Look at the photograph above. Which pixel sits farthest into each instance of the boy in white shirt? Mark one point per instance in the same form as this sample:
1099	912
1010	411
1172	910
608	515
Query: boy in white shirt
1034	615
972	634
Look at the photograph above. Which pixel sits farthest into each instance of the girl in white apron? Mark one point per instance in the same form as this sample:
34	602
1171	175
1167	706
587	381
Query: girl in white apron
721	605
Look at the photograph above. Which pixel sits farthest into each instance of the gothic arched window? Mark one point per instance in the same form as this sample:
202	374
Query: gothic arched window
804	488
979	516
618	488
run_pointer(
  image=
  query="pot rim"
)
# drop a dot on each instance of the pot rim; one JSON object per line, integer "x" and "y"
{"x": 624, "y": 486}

...

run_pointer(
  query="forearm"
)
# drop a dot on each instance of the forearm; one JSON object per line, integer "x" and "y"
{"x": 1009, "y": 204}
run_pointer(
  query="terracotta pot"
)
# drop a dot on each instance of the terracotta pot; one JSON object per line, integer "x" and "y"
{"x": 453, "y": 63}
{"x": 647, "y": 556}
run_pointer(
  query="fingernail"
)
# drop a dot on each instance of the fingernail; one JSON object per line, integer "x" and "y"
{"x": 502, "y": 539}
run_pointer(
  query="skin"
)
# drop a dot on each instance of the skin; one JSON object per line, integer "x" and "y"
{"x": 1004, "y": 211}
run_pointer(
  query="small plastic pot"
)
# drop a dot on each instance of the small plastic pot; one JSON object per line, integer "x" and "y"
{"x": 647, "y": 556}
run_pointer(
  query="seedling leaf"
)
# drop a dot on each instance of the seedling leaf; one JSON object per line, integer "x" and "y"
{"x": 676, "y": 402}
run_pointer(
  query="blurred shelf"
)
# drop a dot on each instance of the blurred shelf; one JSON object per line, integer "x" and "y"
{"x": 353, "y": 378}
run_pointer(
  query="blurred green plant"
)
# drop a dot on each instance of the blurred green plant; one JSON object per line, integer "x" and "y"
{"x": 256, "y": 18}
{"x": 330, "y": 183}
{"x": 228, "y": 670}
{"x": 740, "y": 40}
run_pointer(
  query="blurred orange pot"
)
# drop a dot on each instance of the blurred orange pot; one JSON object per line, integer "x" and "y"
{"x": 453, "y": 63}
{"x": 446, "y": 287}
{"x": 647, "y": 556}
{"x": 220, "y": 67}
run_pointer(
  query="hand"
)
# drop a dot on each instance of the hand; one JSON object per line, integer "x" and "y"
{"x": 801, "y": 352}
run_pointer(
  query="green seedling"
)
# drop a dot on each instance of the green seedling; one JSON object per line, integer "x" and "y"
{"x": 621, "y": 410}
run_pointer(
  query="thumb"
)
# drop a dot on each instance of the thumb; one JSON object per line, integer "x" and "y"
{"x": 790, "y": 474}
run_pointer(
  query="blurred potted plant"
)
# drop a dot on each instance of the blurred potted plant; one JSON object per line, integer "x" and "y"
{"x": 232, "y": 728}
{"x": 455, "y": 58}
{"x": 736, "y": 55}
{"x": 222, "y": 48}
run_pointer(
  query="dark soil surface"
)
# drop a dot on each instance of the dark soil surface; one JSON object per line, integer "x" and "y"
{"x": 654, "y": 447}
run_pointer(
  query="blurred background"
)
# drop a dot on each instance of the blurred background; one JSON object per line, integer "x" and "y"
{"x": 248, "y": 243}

Exercise:
Filter by the word "above": copy every line of the data that holds it.

Result below:
Look at the photograph above. Which pixel sits farthest into each instance of the boy in white shirt? Mark one point per instance in the same form as this sample:
Look at the photograph above. Which pixel sits farthest into each instance of the girl in white apron? Mark one point per instance in the same form as this sample:
Look at the photograph above. Which pixel sits farthest into each instance of the gothic arched window? Mark one point per instance in the same form as this sample:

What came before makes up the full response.